EXCERPTED PASSAGE:
>>>

Dr Tony Holohan says there's "simply not enough data" to say for certain that the Omicron variant of COVID-19 causes less severe illness.
The Chief Medical Officer said that might be the case, but even then there would still be a risk Ireland would see "many, many more infections".
Omicron is now estimated to be the dominant strain in Ireland, with NPHET believing it's responsible for around 51% of new cases.
New restrictions - including an 8pm closing time for indoor venues - kick in today in a bid to curb the spread of the new strain.
On Newstalk Breakfast, Dr Holohan said it was necessary for NPHET to recommend new measures last week.
He said: “Restrictions are things that nobody wants to have to deal with, and we don’t want to advise. But they’re necessary because we face a major wave of infection due to the new variant.
“The scientific community has not concluded it’s less severe. It might be, but there’s simply not enough data.
“Even if it is [less severe], the risk is we will have many, many more infections… we could still see very significant impacts."
He said the good news is that booster vaccines should give strong protection against Omicron - with the effect 'kicking in quickly' after a third dose.
He noted: “There is a view out there that in some way or another that the vaccines are no longer effective.
"Vaccines are effective in preventing your infection from becoming a serious infection - that’s their primary purpose, and that has held up.
“The thing we really want to boost is the ability of that vaccine to cut down on you spreading that infection."
With the booster campaign now ramping up, Dr Holohan advised that everyone should now do "whatever you can" to cut social contacts.
He said: “This is a difficult message to give people at Christmas time - people can feel pressure to meet up.
"But in the face of this particular infection, it really would be better if you could minimise or put off those types of social contacts."
Tánaiste Leo Varadkar today dismissed suggestions that there's 'a secret plan' to introduce more restrictions after Christmas.
Dr Holohan said NPHET can't rule out any further restrictions, but there's no concrete plan to make more recommendations at the moment.
He said: "We now think people will hear the message, and over Christmas will take measures to cut their social contacts as much as they possibly can.
“Our job is to continue to monitor what is happening. If we see things are improving, we’ll say that and that will inform the advice we give Government.
"If we see things are not improving, we have to deal with that too. But we remain optimistic.”
He said it would be a good idea for people to use antigen tests if meeting family or friends over Christmas - but stressed the rapid tests aren't a replacement for the other public health measures.

<<<

SOURCE INFORMATION:
>>>

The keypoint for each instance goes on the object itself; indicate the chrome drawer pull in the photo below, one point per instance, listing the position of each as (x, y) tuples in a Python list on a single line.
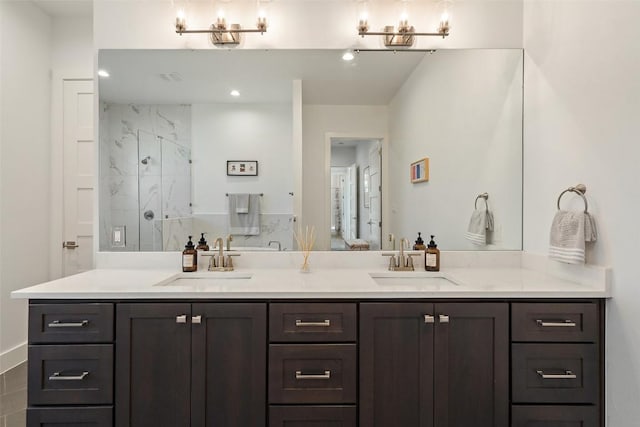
[(568, 375), (556, 323), (59, 324), (57, 376), (325, 376), (324, 324)]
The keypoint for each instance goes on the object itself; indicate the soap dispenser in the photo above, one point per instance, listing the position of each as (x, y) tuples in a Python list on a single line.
[(189, 257), (202, 244), (419, 245), (432, 256)]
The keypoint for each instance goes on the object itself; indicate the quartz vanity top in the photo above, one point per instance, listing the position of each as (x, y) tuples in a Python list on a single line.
[(320, 283)]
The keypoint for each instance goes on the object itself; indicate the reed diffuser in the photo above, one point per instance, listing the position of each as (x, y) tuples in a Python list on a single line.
[(305, 244)]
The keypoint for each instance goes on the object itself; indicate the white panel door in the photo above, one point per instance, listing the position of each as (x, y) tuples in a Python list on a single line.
[(375, 198), (78, 166)]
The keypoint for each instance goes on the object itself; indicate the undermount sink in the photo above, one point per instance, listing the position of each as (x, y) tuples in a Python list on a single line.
[(414, 280), (206, 278)]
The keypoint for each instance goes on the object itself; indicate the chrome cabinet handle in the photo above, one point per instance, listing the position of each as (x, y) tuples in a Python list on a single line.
[(556, 323), (324, 324), (325, 376), (568, 375), (57, 376), (59, 324)]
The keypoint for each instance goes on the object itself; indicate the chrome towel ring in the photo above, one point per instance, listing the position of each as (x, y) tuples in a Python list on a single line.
[(484, 196), (579, 189)]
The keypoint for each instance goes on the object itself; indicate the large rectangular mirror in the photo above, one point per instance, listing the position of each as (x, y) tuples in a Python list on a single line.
[(170, 130)]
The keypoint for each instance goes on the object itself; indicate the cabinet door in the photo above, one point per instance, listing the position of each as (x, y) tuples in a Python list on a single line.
[(153, 365), (396, 365), (472, 364), (229, 365)]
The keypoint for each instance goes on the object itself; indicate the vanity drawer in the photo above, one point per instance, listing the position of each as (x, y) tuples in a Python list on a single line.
[(308, 322), (70, 417), (555, 373), (70, 323), (556, 322), (312, 416), (554, 416), (312, 373), (70, 374)]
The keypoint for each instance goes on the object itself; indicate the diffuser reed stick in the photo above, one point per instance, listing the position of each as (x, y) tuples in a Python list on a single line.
[(305, 242)]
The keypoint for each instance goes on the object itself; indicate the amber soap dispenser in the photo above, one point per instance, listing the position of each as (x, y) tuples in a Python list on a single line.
[(432, 256), (189, 258)]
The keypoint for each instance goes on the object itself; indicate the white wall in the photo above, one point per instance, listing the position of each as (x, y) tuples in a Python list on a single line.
[(25, 89), (462, 109), (261, 132), (582, 101), (318, 121), (342, 156)]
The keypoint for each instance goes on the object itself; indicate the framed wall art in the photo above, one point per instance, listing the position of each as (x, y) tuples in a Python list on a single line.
[(242, 167), (420, 170)]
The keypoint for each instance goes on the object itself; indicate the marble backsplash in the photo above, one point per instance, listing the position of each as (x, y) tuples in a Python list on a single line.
[(273, 227)]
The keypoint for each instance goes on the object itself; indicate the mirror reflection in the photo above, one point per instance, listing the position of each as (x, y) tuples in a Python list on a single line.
[(170, 126)]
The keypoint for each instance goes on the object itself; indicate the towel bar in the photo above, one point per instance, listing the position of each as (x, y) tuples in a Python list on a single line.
[(579, 189), (484, 196)]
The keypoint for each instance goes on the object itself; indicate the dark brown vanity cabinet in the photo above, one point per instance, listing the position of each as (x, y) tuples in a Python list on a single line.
[(434, 364), (556, 364), (190, 364), (70, 370)]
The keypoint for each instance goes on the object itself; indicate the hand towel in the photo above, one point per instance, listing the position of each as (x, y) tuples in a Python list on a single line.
[(247, 224), (242, 203), (569, 232), (480, 227)]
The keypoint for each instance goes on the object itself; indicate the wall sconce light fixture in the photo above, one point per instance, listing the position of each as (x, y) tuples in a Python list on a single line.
[(221, 33), (405, 35)]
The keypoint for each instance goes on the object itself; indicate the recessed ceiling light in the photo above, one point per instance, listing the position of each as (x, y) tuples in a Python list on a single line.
[(348, 56)]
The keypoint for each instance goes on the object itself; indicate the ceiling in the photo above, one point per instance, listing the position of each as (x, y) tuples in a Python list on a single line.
[(261, 76), (59, 8)]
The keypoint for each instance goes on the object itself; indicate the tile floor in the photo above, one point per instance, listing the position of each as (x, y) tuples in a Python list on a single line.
[(13, 397)]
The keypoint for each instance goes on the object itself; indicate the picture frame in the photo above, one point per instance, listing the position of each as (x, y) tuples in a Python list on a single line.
[(419, 170), (242, 168), (366, 180)]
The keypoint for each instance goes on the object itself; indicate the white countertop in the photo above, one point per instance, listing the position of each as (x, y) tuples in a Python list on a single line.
[(323, 283)]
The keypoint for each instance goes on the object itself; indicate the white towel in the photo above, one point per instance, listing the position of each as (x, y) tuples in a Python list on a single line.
[(569, 232), (242, 203), (246, 224), (480, 227)]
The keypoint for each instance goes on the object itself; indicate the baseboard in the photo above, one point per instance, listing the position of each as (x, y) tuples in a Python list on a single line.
[(13, 357)]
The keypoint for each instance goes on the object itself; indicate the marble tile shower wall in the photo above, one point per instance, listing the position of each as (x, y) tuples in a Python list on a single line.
[(130, 134)]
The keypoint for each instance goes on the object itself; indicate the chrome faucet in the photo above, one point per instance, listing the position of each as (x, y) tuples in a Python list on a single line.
[(404, 260), (275, 241)]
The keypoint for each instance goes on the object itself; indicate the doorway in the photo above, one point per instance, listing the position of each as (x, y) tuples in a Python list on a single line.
[(355, 193)]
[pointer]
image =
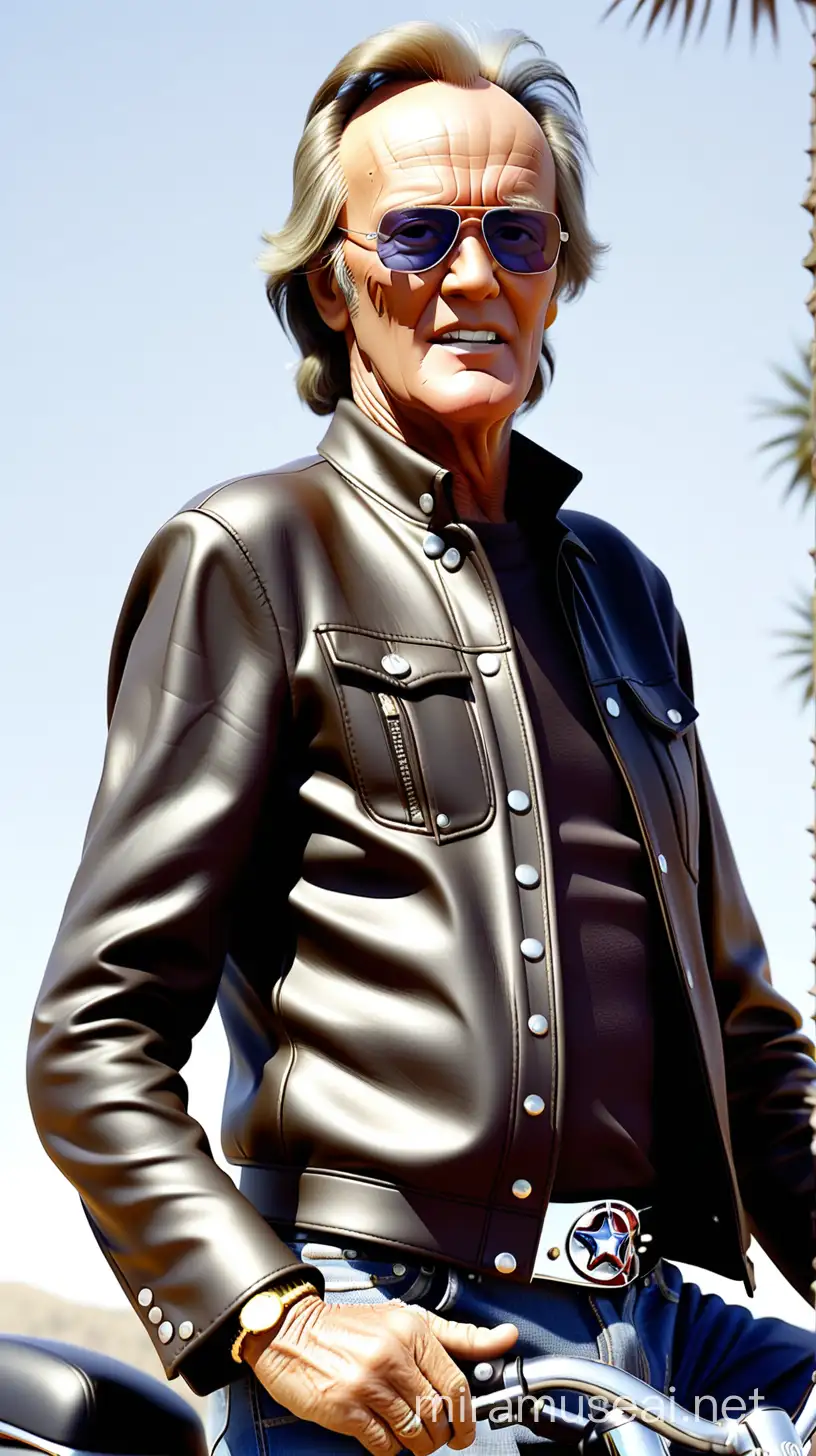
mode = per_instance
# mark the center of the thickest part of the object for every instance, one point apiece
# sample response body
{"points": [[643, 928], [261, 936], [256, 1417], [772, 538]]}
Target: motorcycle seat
{"points": [[59, 1398]]}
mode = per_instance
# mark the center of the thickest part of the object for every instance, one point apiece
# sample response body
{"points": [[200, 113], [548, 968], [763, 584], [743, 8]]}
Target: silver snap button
{"points": [[532, 950], [519, 801], [504, 1263], [528, 875]]}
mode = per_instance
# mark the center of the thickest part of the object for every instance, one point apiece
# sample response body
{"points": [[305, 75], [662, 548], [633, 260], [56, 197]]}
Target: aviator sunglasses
{"points": [[413, 239]]}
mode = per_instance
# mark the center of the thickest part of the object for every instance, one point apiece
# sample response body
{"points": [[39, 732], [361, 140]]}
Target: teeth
{"points": [[471, 335]]}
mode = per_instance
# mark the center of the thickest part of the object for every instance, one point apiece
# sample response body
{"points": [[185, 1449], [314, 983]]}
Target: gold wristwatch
{"points": [[265, 1311]]}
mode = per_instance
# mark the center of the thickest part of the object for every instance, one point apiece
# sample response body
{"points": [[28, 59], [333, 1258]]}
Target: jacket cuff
{"points": [[191, 1314]]}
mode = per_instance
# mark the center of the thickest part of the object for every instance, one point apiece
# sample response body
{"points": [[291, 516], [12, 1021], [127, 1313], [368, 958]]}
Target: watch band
{"points": [[265, 1309]]}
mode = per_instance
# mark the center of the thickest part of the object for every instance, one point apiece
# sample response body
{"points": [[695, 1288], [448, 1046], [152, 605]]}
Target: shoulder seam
{"points": [[263, 591]]}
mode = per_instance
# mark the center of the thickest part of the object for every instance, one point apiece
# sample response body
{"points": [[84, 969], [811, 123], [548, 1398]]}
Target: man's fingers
{"points": [[471, 1341], [450, 1398]]}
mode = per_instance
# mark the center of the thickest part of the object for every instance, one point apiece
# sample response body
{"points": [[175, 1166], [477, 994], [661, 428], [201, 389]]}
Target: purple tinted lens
{"points": [[411, 239], [522, 240]]}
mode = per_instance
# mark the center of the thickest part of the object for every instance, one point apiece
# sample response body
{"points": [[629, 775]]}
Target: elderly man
{"points": [[402, 768]]}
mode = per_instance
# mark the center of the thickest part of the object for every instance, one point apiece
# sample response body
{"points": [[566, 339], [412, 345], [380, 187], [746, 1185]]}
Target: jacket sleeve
{"points": [[770, 1067], [197, 698]]}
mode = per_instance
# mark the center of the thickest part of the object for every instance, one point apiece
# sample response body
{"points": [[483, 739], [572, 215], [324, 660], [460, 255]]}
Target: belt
{"points": [[603, 1244]]}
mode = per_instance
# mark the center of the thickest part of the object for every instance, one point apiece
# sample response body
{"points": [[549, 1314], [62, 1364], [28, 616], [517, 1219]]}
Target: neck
{"points": [[475, 455]]}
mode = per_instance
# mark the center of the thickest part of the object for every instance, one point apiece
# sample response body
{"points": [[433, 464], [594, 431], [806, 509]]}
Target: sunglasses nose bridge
{"points": [[471, 229]]}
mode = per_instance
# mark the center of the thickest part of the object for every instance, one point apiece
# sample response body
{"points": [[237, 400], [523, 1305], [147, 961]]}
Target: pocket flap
{"points": [[363, 653], [665, 705]]}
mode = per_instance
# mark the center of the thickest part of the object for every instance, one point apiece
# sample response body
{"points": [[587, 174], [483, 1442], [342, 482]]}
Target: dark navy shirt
{"points": [[606, 913]]}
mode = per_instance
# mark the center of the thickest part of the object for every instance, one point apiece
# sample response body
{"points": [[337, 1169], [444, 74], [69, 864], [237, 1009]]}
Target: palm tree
{"points": [[793, 453], [687, 10]]}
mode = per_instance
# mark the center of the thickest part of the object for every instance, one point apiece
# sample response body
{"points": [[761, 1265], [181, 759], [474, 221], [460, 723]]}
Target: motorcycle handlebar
{"points": [[526, 1382]]}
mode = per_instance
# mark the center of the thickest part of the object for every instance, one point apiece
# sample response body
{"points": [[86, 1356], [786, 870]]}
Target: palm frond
{"points": [[800, 648], [668, 9], [793, 447]]}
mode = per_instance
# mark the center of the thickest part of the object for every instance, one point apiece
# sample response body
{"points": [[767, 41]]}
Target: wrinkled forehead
{"points": [[437, 143]]}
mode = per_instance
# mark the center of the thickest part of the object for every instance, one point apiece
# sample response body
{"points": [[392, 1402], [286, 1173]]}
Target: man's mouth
{"points": [[468, 339]]}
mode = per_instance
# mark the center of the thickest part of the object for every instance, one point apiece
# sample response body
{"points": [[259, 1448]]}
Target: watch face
{"points": [[261, 1312]]}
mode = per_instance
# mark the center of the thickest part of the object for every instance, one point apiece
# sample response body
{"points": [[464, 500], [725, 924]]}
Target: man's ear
{"points": [[328, 297]]}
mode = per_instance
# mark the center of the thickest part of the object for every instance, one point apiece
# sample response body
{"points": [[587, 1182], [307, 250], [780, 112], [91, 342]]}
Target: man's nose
{"points": [[471, 270]]}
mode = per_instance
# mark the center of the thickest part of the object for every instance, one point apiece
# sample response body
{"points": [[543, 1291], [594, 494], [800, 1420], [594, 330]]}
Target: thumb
{"points": [[471, 1341]]}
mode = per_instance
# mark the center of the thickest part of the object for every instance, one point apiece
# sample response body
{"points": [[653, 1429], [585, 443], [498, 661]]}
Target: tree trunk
{"points": [[810, 264]]}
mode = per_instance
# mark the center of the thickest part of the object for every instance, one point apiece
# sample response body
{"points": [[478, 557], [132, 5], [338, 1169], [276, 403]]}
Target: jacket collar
{"points": [[538, 487]]}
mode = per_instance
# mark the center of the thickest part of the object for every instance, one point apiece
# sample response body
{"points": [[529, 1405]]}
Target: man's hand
{"points": [[381, 1373]]}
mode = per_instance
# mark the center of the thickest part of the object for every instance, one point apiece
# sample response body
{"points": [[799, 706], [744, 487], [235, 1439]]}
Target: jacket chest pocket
{"points": [[411, 730], [666, 715]]}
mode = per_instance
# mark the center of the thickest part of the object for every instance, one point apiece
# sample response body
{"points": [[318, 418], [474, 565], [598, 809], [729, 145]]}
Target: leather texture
{"points": [[61, 1395], [267, 830]]}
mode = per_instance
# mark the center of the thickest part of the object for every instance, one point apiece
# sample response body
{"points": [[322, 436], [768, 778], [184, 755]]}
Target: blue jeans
{"points": [[660, 1328]]}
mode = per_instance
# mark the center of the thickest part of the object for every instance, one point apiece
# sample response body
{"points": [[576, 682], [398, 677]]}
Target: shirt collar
{"points": [[538, 485]]}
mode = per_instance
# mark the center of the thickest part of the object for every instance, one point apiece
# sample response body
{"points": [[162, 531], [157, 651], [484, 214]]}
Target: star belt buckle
{"points": [[601, 1244]]}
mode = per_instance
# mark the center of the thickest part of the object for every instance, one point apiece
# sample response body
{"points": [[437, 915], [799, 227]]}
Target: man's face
{"points": [[433, 143]]}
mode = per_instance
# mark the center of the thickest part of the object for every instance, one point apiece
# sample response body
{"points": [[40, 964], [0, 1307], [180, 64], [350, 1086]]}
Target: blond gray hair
{"points": [[416, 51]]}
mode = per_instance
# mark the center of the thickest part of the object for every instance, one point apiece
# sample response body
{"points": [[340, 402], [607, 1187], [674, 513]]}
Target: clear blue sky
{"points": [[144, 147]]}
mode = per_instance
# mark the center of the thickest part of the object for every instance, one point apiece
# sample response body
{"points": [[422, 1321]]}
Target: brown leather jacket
{"points": [[297, 820]]}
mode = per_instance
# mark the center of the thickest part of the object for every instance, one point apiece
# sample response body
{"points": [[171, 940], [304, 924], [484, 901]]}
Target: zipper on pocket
{"points": [[397, 734]]}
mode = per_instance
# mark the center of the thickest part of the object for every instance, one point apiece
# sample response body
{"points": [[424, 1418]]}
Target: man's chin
{"points": [[469, 396]]}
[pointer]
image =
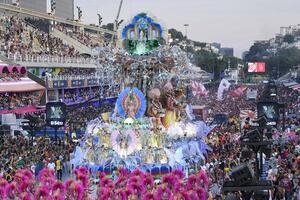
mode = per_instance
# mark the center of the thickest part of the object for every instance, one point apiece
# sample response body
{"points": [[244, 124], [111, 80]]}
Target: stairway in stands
{"points": [[81, 48], [264, 175]]}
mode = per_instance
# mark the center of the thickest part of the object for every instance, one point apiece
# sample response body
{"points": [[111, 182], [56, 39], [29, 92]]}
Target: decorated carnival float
{"points": [[152, 127]]}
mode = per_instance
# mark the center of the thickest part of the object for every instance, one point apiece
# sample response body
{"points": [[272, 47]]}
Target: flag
{"points": [[198, 89], [239, 91], [224, 85]]}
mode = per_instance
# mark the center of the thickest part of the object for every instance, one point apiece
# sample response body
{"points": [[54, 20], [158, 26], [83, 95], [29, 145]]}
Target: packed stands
{"points": [[18, 37], [10, 101], [83, 37]]}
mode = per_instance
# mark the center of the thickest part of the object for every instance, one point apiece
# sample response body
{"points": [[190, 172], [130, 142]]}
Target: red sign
{"points": [[257, 67]]}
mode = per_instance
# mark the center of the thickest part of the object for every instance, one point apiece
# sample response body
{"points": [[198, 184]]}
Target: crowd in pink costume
{"points": [[133, 185]]}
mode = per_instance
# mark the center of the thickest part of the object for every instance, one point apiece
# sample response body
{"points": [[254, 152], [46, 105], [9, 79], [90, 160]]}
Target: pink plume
{"points": [[149, 196], [26, 196], [58, 186], [42, 193], [185, 195], [178, 173], [137, 172]]}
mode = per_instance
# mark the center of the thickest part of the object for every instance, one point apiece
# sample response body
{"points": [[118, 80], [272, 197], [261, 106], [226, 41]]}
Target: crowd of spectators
{"points": [[9, 101], [19, 152], [14, 76], [82, 36], [17, 37], [284, 162]]}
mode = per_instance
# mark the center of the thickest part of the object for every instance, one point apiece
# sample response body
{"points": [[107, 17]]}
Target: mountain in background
{"points": [[281, 53]]}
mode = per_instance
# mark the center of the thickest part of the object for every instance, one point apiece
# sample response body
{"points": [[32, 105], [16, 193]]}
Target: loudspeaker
{"points": [[242, 175], [253, 135], [246, 153], [261, 195], [267, 150]]}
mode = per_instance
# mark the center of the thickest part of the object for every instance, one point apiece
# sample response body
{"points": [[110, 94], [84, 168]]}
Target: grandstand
{"points": [[47, 58]]}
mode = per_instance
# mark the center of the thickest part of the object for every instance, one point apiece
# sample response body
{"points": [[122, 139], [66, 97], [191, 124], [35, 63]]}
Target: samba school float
{"points": [[150, 127]]}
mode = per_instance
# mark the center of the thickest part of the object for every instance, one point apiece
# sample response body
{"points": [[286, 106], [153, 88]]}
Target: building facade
{"points": [[226, 51], [64, 8]]}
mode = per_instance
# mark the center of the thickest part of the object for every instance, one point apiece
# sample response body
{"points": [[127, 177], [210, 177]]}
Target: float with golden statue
{"points": [[149, 127]]}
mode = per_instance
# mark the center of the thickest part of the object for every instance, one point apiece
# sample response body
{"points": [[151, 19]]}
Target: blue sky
{"points": [[233, 23]]}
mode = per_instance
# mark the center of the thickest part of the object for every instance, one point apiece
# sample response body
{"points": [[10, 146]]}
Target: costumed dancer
{"points": [[155, 109], [169, 103]]}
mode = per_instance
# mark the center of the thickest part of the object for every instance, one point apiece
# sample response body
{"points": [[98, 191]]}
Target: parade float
{"points": [[151, 127]]}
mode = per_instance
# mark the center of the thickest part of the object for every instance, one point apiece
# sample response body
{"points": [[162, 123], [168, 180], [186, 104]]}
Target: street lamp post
{"points": [[186, 43]]}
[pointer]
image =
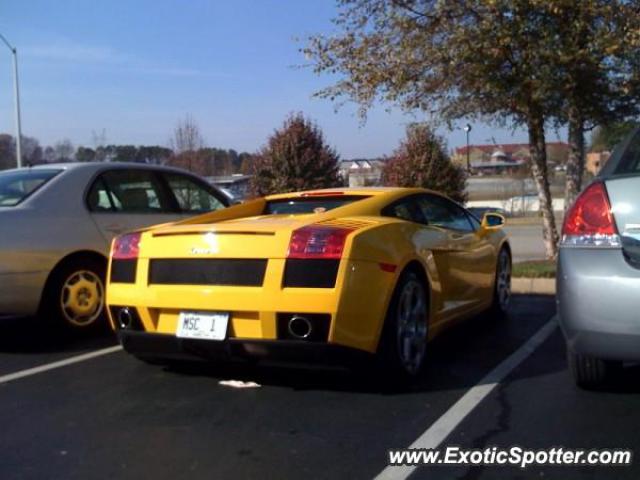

<<<

EXERCISES:
(a) Can you switch "8pm" to "9pm" and give the Omicron article again, starting at the words "New restrictions - including" and ending after "the new variant."?
(b) Does each statement below agree with the Omicron article? Answer yes or no for each, quoting the deciding words of the article: (i) NPHET believes Omicron accounts for around half of new cases in Ireland. (ii) Dr Holohan said antigen tests can take the place of the other public health measures. (iii) The scientific community has concluded that Omicron causes less severe illness.

SOLVED PROBLEMS:
(a)
New restrictions - including an 9pm closing time for indoor venues - kick in today in a bid to curb the spread of the new strain.
On Newstalk Breakfast, Dr Holohan said it was necessary for NPHET to recommend new measures last week.
He said: “Restrictions are things that nobody wants to have to deal with, and we don’t want to advise. But they’re necessary because we face a major wave of infection due to the new variant.

(b)
(i) Yes: "NPHET believing it's responsible for around 51% of new cases"
(ii) No: "stressed the rapid tests aren't a replacement for the other public health measures"
(iii) No: "The scientific community has not concluded it’s less severe."